* [REQUIREMENT] Copy the data from the first line through the line with "[[231, 83]]", that line included, keeping every line. Raise each point coordinate in the answers by 141, and leave all other numbers unchanged.

* [LISTED ENTRIES]
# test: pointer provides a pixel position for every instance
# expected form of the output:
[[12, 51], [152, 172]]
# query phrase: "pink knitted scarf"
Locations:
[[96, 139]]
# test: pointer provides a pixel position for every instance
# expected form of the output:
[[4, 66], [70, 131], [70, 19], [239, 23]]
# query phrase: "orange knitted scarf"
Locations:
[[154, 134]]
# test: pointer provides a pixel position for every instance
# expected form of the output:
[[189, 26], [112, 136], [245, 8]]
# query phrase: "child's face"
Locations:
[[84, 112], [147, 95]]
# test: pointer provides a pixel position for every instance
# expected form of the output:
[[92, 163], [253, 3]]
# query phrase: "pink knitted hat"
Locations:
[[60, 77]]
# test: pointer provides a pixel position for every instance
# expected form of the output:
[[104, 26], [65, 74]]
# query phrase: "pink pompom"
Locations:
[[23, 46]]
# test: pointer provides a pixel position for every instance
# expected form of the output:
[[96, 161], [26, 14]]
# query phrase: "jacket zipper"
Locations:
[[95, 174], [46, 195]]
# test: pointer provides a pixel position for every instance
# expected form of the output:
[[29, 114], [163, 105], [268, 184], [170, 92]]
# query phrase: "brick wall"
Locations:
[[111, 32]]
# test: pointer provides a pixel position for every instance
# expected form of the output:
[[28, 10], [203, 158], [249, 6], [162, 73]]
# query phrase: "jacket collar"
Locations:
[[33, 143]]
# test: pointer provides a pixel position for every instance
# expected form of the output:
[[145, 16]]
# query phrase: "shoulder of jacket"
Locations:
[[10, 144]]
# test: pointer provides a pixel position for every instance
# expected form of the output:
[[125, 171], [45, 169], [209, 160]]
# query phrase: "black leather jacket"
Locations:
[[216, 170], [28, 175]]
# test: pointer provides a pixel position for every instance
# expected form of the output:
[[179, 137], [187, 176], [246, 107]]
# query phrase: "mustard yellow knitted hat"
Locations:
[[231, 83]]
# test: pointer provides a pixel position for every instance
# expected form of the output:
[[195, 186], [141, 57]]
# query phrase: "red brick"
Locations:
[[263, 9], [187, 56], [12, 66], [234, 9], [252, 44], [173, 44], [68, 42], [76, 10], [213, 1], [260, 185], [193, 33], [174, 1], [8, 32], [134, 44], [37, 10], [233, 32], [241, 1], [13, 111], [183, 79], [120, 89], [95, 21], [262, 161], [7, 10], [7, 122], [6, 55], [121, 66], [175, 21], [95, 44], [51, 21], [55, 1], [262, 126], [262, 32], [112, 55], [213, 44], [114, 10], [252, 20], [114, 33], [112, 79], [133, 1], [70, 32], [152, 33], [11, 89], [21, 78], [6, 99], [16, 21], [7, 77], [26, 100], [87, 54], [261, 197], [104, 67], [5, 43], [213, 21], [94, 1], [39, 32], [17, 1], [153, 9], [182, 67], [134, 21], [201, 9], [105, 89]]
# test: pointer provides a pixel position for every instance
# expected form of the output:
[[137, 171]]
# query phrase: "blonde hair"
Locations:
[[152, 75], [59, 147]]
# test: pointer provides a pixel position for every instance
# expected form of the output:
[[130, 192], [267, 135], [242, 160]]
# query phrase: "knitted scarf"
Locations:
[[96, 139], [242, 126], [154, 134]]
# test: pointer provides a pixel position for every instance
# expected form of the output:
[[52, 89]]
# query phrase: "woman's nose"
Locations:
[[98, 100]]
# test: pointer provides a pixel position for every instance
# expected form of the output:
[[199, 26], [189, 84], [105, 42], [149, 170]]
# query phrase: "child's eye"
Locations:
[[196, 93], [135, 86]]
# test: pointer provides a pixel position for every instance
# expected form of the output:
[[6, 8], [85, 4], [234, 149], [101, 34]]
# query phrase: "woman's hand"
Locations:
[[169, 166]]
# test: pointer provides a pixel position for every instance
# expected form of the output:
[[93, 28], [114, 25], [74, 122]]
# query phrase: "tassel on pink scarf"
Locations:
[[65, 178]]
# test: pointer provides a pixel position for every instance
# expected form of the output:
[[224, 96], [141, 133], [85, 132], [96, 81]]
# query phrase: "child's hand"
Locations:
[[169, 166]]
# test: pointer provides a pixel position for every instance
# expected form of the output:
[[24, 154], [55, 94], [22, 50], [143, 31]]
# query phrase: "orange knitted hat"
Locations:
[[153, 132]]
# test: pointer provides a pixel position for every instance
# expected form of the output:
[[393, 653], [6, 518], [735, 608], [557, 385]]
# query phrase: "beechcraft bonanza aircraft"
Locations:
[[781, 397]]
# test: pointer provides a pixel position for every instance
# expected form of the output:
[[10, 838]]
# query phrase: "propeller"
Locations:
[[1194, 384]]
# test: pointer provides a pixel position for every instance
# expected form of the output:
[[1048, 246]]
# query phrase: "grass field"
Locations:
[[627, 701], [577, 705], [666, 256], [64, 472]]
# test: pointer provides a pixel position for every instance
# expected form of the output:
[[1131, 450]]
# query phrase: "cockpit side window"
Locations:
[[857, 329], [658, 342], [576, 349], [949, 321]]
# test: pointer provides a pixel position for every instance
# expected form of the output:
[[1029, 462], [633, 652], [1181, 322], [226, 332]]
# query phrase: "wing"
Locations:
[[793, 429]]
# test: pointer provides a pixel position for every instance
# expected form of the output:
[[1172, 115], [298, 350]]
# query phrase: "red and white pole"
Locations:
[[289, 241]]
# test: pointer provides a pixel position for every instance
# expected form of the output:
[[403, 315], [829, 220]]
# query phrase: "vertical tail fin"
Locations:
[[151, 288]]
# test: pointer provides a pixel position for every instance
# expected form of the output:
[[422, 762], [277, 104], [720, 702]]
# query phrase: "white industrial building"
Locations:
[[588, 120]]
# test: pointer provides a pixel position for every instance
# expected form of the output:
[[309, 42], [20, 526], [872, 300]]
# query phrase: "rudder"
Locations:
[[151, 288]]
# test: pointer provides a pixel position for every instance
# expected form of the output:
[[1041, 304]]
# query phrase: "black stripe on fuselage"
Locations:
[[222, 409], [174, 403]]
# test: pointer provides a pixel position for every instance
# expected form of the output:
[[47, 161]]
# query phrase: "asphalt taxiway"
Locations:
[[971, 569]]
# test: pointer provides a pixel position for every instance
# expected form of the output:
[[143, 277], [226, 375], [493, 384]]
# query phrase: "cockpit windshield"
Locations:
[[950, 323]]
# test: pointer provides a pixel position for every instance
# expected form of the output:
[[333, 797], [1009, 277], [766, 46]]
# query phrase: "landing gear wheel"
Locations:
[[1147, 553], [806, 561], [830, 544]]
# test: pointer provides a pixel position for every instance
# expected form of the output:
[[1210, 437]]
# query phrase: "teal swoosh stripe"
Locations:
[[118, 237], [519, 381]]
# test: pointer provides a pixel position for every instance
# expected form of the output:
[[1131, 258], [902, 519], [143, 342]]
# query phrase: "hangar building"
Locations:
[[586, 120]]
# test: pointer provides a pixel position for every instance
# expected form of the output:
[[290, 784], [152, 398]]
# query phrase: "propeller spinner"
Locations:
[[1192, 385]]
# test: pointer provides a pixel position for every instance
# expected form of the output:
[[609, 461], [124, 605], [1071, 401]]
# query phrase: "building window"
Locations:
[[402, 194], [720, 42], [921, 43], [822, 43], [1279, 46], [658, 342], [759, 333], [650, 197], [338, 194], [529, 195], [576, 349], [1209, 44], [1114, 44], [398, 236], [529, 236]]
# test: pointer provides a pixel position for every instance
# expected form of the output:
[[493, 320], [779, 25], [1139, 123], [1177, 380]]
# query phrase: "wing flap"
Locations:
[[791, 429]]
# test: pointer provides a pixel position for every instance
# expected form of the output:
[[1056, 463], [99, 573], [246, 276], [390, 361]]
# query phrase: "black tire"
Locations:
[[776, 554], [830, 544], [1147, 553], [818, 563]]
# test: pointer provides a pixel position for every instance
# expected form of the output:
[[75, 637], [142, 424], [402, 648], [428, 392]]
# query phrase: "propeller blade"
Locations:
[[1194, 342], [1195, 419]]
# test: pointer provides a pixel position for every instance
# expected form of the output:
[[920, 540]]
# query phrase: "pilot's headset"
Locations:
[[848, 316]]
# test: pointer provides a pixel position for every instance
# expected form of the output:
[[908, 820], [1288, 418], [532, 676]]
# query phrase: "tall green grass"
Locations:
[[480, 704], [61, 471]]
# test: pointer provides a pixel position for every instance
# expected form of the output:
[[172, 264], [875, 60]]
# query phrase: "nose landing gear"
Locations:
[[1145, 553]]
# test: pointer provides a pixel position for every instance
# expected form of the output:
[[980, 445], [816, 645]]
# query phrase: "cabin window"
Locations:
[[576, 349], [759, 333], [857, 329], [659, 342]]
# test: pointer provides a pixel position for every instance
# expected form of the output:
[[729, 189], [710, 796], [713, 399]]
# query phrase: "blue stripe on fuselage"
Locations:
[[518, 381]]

* [EXERCISE RESULT]
# test: pointer provides a pixel position for every instance
# expected form of the output:
[[12, 51], [152, 172]]
# query phrase: "pink knitted scarf"
Locations:
[[237, 280]]
# test: pointer provides a pixel position for every instance
# expected form of the output:
[[4, 66], [70, 131], [70, 19], [239, 23]]
# query phrase: "orange knitted scarf"
Locations:
[[295, 275]]
# test: pointer provides a pixel position for every instance
# expected form of the output:
[[189, 26], [112, 136], [245, 8]]
# query phrase: "child's face"
Locations:
[[225, 253], [288, 236]]
# test: pointer provides a pixel position for every instance
# expected form of the output:
[[92, 163], [253, 3]]
# query phrase: "pink knitted hat"
Locations:
[[201, 218]]
# test: pointer provides a pixel position for every instance
# expected form of the output:
[[104, 26], [65, 74]]
# query phrase: "pink pompom"
Locations:
[[164, 187]]
# test: pointer provides a pixel position for every instance
# expected form of the output:
[[96, 161], [26, 14]]
# query phrase: "jacket zipper"
Locations:
[[236, 315], [187, 336]]
# test: pointer provides a pixel position for every instance
# expected form of the output:
[[29, 114], [163, 105], [268, 184], [170, 92]]
# query phrase: "brick wall"
Locations:
[[252, 173]]
# test: pointer provides a pixel position for every instance
# expected form of the output:
[[28, 10], [203, 158], [249, 6], [162, 73]]
# query phrase: "jacket collar"
Locations:
[[174, 284]]
# test: pointer provides a pixel position for every instance
# expected form of the output:
[[145, 16]]
# query phrase: "shoulder of jacket"
Locations:
[[151, 285]]
# test: pointer provides a pixel position for every instance
# expected form of the output:
[[125, 171], [45, 169], [209, 160]]
# query phrase: "black leather jacket"
Locations:
[[357, 311], [169, 316]]
# test: pointer provides a pixel position for every instance
# expected form of the output:
[[179, 137], [187, 176], [246, 107]]
# query phrase: "mustard yellow knitted hat"
Locations:
[[372, 224]]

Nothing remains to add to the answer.